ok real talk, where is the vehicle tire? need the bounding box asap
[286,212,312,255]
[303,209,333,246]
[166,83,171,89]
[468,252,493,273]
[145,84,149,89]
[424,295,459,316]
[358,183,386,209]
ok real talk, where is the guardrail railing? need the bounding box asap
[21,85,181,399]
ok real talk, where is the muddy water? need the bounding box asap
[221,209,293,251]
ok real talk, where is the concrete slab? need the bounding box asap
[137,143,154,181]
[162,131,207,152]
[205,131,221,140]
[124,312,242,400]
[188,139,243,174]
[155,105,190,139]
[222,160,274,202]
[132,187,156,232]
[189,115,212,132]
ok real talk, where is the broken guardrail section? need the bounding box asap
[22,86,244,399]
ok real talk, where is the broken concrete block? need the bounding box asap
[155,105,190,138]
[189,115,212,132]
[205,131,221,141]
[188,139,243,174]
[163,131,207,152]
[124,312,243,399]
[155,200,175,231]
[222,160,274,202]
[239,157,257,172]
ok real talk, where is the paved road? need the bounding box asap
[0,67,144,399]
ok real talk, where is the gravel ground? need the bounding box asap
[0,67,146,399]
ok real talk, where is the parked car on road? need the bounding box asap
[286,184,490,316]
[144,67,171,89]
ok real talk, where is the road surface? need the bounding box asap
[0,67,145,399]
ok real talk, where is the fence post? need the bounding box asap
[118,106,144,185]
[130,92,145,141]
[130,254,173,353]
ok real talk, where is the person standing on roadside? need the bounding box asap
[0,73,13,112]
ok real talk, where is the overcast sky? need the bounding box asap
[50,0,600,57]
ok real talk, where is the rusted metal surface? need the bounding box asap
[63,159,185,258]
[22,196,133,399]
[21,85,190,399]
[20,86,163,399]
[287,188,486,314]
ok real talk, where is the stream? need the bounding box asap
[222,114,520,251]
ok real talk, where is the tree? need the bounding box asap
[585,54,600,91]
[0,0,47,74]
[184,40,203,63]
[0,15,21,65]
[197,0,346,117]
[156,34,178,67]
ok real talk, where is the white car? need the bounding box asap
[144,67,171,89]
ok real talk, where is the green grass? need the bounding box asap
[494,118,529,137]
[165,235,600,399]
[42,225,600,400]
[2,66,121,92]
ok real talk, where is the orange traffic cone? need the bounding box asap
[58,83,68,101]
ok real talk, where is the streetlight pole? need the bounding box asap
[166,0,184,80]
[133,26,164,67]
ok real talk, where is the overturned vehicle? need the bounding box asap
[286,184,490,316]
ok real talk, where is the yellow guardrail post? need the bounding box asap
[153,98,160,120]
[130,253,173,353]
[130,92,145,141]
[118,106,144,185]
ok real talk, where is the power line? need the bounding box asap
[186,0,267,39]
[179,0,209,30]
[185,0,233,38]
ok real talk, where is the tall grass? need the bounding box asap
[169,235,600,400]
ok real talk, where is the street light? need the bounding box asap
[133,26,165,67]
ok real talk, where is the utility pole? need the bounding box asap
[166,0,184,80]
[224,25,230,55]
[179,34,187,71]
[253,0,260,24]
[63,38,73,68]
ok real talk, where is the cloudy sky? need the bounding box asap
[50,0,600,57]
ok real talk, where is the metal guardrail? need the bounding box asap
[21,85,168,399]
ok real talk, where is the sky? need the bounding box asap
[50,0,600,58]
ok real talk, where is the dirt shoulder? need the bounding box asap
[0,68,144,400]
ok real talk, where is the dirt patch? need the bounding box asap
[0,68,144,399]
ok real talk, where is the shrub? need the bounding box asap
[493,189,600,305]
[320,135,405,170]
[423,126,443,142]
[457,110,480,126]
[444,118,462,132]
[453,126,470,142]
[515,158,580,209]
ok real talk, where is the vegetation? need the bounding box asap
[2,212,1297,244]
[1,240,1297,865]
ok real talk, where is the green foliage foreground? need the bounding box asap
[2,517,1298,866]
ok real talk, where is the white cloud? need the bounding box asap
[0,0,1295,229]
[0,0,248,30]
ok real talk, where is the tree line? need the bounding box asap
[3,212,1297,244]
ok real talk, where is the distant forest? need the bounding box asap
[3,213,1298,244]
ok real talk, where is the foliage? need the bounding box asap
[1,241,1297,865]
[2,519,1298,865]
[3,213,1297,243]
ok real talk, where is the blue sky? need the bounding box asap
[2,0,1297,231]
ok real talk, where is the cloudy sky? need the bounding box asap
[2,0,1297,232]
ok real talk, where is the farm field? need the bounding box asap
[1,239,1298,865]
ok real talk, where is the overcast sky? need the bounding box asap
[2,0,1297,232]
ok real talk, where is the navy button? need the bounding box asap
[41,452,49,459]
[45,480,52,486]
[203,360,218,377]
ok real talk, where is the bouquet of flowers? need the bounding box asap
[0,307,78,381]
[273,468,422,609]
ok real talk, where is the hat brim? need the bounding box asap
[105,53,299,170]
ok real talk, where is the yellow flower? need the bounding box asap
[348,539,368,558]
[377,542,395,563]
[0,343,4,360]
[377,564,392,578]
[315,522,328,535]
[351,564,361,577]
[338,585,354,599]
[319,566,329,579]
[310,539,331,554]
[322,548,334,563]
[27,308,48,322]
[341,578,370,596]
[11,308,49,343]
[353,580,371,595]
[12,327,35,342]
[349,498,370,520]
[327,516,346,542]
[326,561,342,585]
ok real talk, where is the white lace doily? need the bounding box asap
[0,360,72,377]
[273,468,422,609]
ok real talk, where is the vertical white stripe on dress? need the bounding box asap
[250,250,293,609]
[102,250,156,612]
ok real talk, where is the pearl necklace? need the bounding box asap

*Task requirements:*
Retype the listing. Match it exactly.

*Expected answer:*
ok real talk, where is the vehicle tire? need the bounding box asap
[286,212,312,255]
[303,209,333,246]
[166,83,171,89]
[468,252,493,273]
[145,84,149,89]
[424,295,459,316]
[358,183,386,209]
ok real talk, where is the guardrail railing? need the bounding box asap
[21,85,181,399]
ok real talk, where is the muddy water? need the bounding box asap
[221,209,293,251]
ok real talk, where is the concrete slab? need the bounding box asap
[137,143,154,181]
[162,131,207,152]
[205,131,221,140]
[124,312,242,400]
[188,139,243,174]
[155,105,190,139]
[222,160,274,202]
[132,187,156,232]
[189,115,212,132]
ok real talk, where is the broken guardrail section? need the bounding box asap
[22,86,244,399]
ok real talk, where is the broken concrete block? need the bounding box asap
[155,105,190,138]
[189,115,212,132]
[205,131,221,141]
[188,139,243,174]
[163,131,207,152]
[124,312,243,399]
[155,200,175,231]
[222,160,274,202]
[239,157,257,172]
ok real talk, where is the paved road? need the bounding box asap
[0,67,144,399]
ok real talk, where is the gravel ground? need the bounding box asap
[0,67,146,399]
ok real talk, where is the parked car on road? need the bounding box asap
[286,184,490,316]
[144,67,171,89]
ok real talk, where is the road surface? need the bounding box asap
[0,67,145,399]
ok real talk, where is the fence post? need the bounding box asap
[118,106,144,185]
[130,92,145,141]
[130,254,173,353]
ok real talk, where is the person standing on roadside? need the bounding box asap
[0,73,13,112]
ok real talk, where is the overcast sky? need the bounding box asap
[50,0,600,57]
ok real talk, where is the rusted metal surface? need the bounding box asap
[63,159,185,258]
[22,196,133,399]
[21,85,190,399]
[20,86,163,399]
[287,188,486,314]
ok real talk, where is the stream? need the bounding box asap
[222,114,520,251]
ok real talk, where is the tree? need the bounding box asap
[585,54,600,91]
[0,0,47,74]
[184,40,203,63]
[0,15,21,65]
[197,0,346,117]
[156,34,178,67]
ok real talk, where is the white car? need the bounding box asap
[144,67,171,89]
ok real talk, where is the green grass? need the bounding box asap
[494,118,529,137]
[165,235,600,399]
[42,225,600,400]
[2,66,121,92]
ok real talk, where is the orange traffic cone? need the bounding box asap
[58,83,68,101]
ok real talk, where is the streetlight pole? need the bounding box asap
[166,0,184,80]
[133,26,164,67]
ok real talk, where is the overturned vehicle? need the bounding box asap
[286,184,490,316]
ok real talk, where is the yellow guardrail post? need the bounding box asap
[153,98,160,120]
[130,253,173,353]
[130,92,145,141]
[118,106,144,185]
ok real talk, where is the power line? need the bounding box asap
[186,0,267,39]
[179,0,209,30]
[185,0,233,38]
ok real talk, where is the tall grass? need the bounding box asap
[169,235,600,400]
ok real talk, where is the street light? need the bounding box asap
[133,26,165,67]
ok real talk, where is the utility pole? need the bounding box asap
[166,0,184,80]
[224,25,230,55]
[179,34,187,71]
[253,0,260,24]
[63,38,73,68]
ok real talk, where is the cloudy sky? need the bounding box asap
[50,0,600,57]
ok real talk, where is the metal guardrail? need the bounding box asap
[21,85,168,399]
ok real talk, where is the sky? need the bounding box asap
[50,0,600,58]
ok real talk, where is the dirt shoulder? need the bounding box asap
[0,68,144,400]
ok real talk, where is the dirt patch? need the bounding box asap
[0,68,144,399]
ok real talk, where is the shrub? need the bounding box asap
[493,189,600,305]
[320,135,405,170]
[423,126,443,142]
[457,110,480,126]
[444,118,462,132]
[453,126,470,142]
[515,158,580,209]
ok real talk, where is the vegetation? need the bounding box asap
[2,212,1297,244]
[1,240,1297,865]
ok real talk, where is the green foliage foreground? need the bounding box asap
[2,517,1298,866]
ok real talk, where is the white cloud? need the bounding box asap
[0,0,1295,229]
[0,0,248,30]
ok real talk, where is the tree line? need the bounding box asap
[3,212,1297,244]
ok real talk, where is the distant forest? need the bounding box asap
[3,213,1298,244]
ok real talk, where is the foliage? need the bounding box asap
[1,241,1297,865]
[2,519,1298,865]
[3,213,1297,243]
ok real talk, where is the blue sky? need the bounding box asap
[2,0,1297,231]
ok real talk, where is the cloudy sky? need the bounding box asap
[2,0,1297,232]
ok real talk, where is the farm field? need the bounding box asap
[1,239,1298,865]
ok real talk, where is the overcast sky? need the bounding box asap
[2,0,1297,232]
ok real talk, where is the navy button? need the bounding box asap
[41,452,49,459]
[45,480,52,486]
[203,360,218,377]
ok real talk, where is the bouquet of flowers? need the bounding box asap
[0,307,78,381]
[273,468,422,609]
ok real talk, where is the hat brim? need the bounding box asap
[105,53,299,170]
ok real talk, where is the yellow flower? need the bounding box asap
[348,539,368,558]
[377,542,395,563]
[0,343,4,360]
[377,564,392,578]
[315,522,328,535]
[351,564,361,577]
[338,585,354,599]
[319,566,329,579]
[310,539,331,554]
[322,548,334,563]
[27,308,48,322]
[341,578,370,596]
[11,308,49,343]
[353,580,371,595]
[12,327,35,342]
[349,498,370,520]
[327,516,346,542]
[326,561,342,585]
ok real talk, where is the white lace doily? need the bounding box asap
[0,360,72,377]
[273,468,422,609]
ok real talk, where is the vertical white stripe on dress? need the bounding box asap
[250,250,293,609]
[102,250,156,612]
ok real talk, where is the pearl necklace? need the bounding box asap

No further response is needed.